### STATED TASK
Copy out every one of the items below word for word.
───── GIVEN ENTRIES
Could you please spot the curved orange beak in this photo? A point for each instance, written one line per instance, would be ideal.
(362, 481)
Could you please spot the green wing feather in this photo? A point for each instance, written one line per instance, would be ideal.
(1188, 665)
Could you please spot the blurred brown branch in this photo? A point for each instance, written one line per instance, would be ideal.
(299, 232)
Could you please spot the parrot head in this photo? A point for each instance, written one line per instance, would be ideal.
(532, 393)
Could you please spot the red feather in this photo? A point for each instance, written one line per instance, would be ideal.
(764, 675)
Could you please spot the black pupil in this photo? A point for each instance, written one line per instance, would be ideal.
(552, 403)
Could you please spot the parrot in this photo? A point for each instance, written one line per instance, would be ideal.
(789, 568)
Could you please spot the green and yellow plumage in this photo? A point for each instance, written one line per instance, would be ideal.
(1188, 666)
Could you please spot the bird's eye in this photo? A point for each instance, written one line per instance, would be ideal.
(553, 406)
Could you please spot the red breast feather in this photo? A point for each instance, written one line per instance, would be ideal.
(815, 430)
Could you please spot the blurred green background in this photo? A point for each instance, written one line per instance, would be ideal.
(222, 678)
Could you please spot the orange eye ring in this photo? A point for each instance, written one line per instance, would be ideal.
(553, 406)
──────────
### OUTPUT OF THE EXERCISE
Could you please spot the curved orange beak in this photo? A point for each instance, written one line per instance, would be ideal.
(362, 481)
Could you please spot the green wing feather in this photo? A point for each instance, written one line per instance, would be ideal.
(1188, 665)
Could you please spot the blurred brown branch in this photo? A point for each instance, written one line per instance, would be ideal.
(299, 232)
Could you please spot the parrot head in this photo? A point for each instance, written one line per instance, would be ideal.
(532, 393)
Could you please spot the red feather in this photo? A point for each instance, written one line per instance, would be ideal.
(764, 675)
Could you please spot the black pupil in this photo? A point for each instance, written one line per instance, would be ideal.
(552, 403)
Could you please spot the parrot in this photo? A point for each instance, written one line per instance, would be ideal.
(789, 568)
Could you please spot the green and yellow plumage in this photo? A point for each instance, written one line per instance, would be ideal.
(1188, 666)
Could you please spot the bird's eye in this photo? A point for each instance, written one line per instance, would be ideal.
(553, 406)
Could you please spot the red breast feather in this photo? A point for each instance, written one line per instance, would be ideal.
(815, 430)
Could you please spot the blurred green background in this photo? A point for each instance, written one line per instance, would be ideal.
(222, 678)
Could you please spot the orange eye ring in this photo? A point for each instance, written one line per instance, would be ideal.
(553, 406)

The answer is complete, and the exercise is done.